** start of MATERIAL SHOWN **

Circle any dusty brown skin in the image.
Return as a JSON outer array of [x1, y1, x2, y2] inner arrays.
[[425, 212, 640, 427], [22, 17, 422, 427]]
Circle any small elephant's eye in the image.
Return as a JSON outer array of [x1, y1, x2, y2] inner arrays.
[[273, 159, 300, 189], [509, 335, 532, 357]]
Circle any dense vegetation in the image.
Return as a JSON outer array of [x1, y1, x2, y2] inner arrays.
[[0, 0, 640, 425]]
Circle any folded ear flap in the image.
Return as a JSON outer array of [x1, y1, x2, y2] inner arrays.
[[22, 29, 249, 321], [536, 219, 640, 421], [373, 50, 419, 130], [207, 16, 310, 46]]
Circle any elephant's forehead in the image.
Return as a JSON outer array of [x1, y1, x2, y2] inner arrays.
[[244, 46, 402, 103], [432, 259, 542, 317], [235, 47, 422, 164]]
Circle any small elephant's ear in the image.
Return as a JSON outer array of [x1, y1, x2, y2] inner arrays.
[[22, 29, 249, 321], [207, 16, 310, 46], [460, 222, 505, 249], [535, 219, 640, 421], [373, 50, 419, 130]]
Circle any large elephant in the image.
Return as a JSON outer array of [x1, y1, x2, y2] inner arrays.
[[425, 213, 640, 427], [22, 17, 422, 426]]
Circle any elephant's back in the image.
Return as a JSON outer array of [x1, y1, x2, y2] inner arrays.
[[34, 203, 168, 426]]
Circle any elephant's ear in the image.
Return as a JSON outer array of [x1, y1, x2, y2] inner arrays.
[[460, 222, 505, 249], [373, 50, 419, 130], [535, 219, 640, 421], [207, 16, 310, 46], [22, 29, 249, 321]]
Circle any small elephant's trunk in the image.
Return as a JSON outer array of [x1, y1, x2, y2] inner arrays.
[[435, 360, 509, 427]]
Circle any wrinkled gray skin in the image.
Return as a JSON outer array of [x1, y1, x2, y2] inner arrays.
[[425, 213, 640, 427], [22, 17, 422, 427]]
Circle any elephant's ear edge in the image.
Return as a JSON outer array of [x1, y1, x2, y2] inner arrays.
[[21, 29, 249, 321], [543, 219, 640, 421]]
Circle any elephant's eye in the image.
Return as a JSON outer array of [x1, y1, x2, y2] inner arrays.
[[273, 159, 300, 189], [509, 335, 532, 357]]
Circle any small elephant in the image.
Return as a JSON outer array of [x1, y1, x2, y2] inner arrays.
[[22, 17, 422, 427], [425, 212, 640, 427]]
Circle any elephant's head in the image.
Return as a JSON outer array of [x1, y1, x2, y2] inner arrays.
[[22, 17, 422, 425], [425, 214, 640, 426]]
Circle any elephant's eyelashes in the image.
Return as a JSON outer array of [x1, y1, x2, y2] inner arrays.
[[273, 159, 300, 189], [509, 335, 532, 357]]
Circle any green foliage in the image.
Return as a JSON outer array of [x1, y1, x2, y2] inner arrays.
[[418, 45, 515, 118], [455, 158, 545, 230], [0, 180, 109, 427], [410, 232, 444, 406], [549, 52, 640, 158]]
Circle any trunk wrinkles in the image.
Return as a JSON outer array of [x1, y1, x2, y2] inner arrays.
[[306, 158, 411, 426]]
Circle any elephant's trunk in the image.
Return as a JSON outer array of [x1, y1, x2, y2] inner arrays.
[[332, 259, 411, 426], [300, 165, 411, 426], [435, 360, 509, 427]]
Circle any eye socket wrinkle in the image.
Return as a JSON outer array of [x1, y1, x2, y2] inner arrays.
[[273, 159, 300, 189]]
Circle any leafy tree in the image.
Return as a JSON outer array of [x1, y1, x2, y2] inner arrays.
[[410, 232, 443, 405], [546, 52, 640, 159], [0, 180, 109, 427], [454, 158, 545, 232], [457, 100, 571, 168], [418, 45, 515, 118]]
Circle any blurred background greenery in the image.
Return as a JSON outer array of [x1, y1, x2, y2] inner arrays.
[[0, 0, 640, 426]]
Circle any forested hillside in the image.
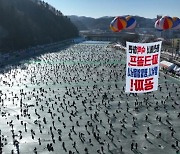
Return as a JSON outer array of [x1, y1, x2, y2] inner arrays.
[[0, 0, 78, 51]]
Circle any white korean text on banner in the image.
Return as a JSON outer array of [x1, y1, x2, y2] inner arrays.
[[126, 41, 162, 93]]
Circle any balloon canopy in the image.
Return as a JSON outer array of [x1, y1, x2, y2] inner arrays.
[[154, 19, 163, 31], [110, 16, 127, 32], [159, 16, 173, 30]]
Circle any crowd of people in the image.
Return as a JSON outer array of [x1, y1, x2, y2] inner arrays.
[[0, 43, 180, 154]]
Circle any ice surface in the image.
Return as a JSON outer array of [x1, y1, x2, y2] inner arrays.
[[0, 42, 180, 154]]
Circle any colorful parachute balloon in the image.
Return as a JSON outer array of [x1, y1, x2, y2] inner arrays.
[[172, 17, 180, 29], [126, 16, 136, 29], [154, 19, 163, 31], [159, 16, 173, 30], [110, 16, 127, 32]]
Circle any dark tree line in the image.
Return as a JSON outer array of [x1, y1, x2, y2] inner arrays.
[[0, 0, 78, 51]]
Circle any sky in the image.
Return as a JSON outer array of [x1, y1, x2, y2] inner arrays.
[[44, 0, 180, 19]]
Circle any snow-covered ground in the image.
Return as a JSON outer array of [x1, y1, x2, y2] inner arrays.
[[0, 42, 180, 154]]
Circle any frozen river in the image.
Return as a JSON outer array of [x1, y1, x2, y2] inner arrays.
[[0, 42, 180, 154]]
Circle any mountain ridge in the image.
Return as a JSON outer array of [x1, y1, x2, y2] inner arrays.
[[68, 15, 156, 31]]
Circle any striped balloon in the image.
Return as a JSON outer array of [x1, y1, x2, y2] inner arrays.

** end of MATERIAL SHOWN **

** DIRECTION **
Print all of the material above word for word, leaving out the pictures.

** ANSWER BELOW **
Circle any dusty brown skin in the image.
Return as a JSON outer array of [x1, y1, x2, y2] inner arrays.
[[425, 212, 640, 427], [22, 17, 422, 427]]
Circle any small elephant's eye in the image.
Return as a JSON outer array of [x1, y1, x2, y2] inner arrays.
[[273, 159, 300, 189], [509, 335, 532, 357]]
Circle any dense vegetation in the image.
Return as a JSON outer array of [x1, y1, x2, y2] inner arrays.
[[0, 0, 640, 425]]
Circle any folded ear flap in the image.
Return as a JSON outer array of [x1, y1, x2, y2] inner arrays.
[[22, 29, 249, 321], [536, 219, 640, 421], [373, 50, 419, 130], [207, 16, 310, 46]]
Circle any elephant's forehead in the image.
Return as a JSON outer array of [x1, y1, x2, y2] inner arrays.
[[244, 46, 402, 103], [432, 259, 542, 317], [235, 47, 422, 164]]
Circle any small elephant's ear in the image.
Return as a JSON outer array of [x1, y1, x2, y2] inner arrays.
[[22, 29, 249, 321], [207, 16, 310, 46], [460, 222, 505, 249], [535, 219, 640, 421], [373, 50, 419, 130]]
Circle any large elephant in the image.
Return as a JSON outer array of [x1, y1, x2, y2] inner arrays.
[[425, 213, 640, 427], [22, 17, 422, 426]]
Circle any elephant's back in the image.
Return as a JSON outer array of [x1, y1, x2, y2] inner arrays.
[[34, 203, 168, 426]]
Circle any elephant's ear in the image.
Return as a JSON outer array of [x1, y1, x2, y2] inner arrays.
[[460, 222, 505, 249], [373, 50, 419, 130], [535, 219, 640, 421], [207, 16, 310, 46], [22, 29, 249, 321]]
Circle any small elephant's trunk in the image.
Return as a JSON outer array of [x1, y1, x2, y2] inner arrays.
[[435, 360, 509, 427]]
Circle any wrinkled gray skin in the image.
Return as a JSON outer array of [x1, y1, x2, y2] inner arrays.
[[425, 213, 640, 427], [22, 17, 422, 427]]
Circle any elephant's ear edge in the image.
Return as a JSON outer array of [x1, y1, x2, y2] inner arrays.
[[21, 29, 249, 321], [543, 219, 640, 421]]
Circle any elephant's eye in the image.
Return as a JSON outer array of [x1, y1, x2, y2] inner arrays.
[[273, 159, 300, 189], [509, 335, 532, 357]]
Circle any small elephant in the image.
Return as a JSON outer array of [x1, y1, x2, y2] inner arrays.
[[22, 17, 422, 427], [425, 212, 640, 427]]
Circle any elephant's head in the image.
Return as a JSON outer array of [x1, y1, x2, y2] inner arrays.
[[22, 17, 422, 425], [425, 214, 640, 426]]
Circle any elephant's eyelashes in the image.
Return as a JSON outer array of [x1, y1, x2, y2] inner arrays.
[[273, 159, 300, 189], [509, 335, 532, 357]]
Circle any green foliage in the image.
Return as a JSON outer array of [x1, y1, x2, y2] inner arrays.
[[418, 45, 515, 118], [455, 158, 545, 230], [0, 180, 109, 427], [410, 232, 444, 406], [549, 52, 640, 158]]
Circle any trunk wrinkles in the image.
Return as a JSON outer array of [x1, y1, x2, y2] inner arrays.
[[306, 158, 411, 426]]
Circle any elephant's trunk in the image.
Return as a JSON outer array of [x1, y1, x2, y2] inner arrays.
[[332, 259, 411, 426], [300, 165, 411, 426], [435, 360, 509, 427]]
Circle any eye socket wrinkle in the image.
Return as a JSON outer array of [x1, y1, x2, y2] inner arrays.
[[273, 159, 300, 189]]
Circle any leafy tree in the image.
Return as a JSON outer array of [x1, y1, x2, y2] inner arrays.
[[410, 232, 443, 405], [546, 52, 640, 159], [0, 180, 109, 427], [454, 158, 545, 232], [457, 100, 571, 168], [418, 45, 515, 118]]
Circle any blurred background greenery in the image.
Return as a JSON outer array of [x1, y1, x2, y2] inner arrays.
[[0, 0, 640, 426]]
Circle any forested hillside in the image.
Return as a JSON outer array of [x1, y1, x2, y2] inner arrays.
[[0, 0, 78, 51]]
Circle any white korean text on banner in the image.
Return as a JSON outer array of [x1, y1, x2, y2] inner arrays.
[[126, 41, 162, 93]]
Circle any balloon canopy in the image.
Return as a JSON outer array of [x1, y1, x2, y2] inner arrays.
[[154, 19, 163, 31], [110, 16, 127, 32], [159, 16, 173, 30]]
Circle any crowd of people in the image.
Return as a JSON outer array of [x1, y1, x2, y2] inner arrays.
[[0, 43, 180, 154]]
Circle any ice surface in the image.
Return as a JSON outer array of [x1, y1, x2, y2] inner arrays.
[[0, 42, 180, 154]]
Circle any colorful parachute balloon in the image.
Return as a JSON outer array of [x1, y1, x2, y2] inner arrays.
[[172, 17, 180, 29], [126, 16, 136, 29], [154, 19, 163, 31], [159, 16, 173, 30], [110, 16, 127, 32]]
Circle any dark tree line in the image.
Return as a JSON outer array of [x1, y1, x2, y2] inner arrays.
[[0, 0, 78, 51]]
Circle any sky in the image.
Return as a JSON outer array of [x1, y1, x2, y2] inner arrays.
[[44, 0, 180, 19]]
Circle any snow-covered ground in the image.
Return as a JSON outer array of [x1, y1, x2, y2] inner arrays.
[[0, 42, 180, 154]]
Circle any frozen river in the image.
Return as a JSON outer array of [x1, y1, x2, y2] inner arrays.
[[0, 42, 180, 154]]
Circle any mountain ridge in the image.
Return as a JSON outer array of [x1, y1, x2, y2] inner arrays.
[[68, 15, 156, 31]]
Circle any striped balloon in the image.
Return as a JSON outer array of [x1, y1, x2, y2] inner arrays.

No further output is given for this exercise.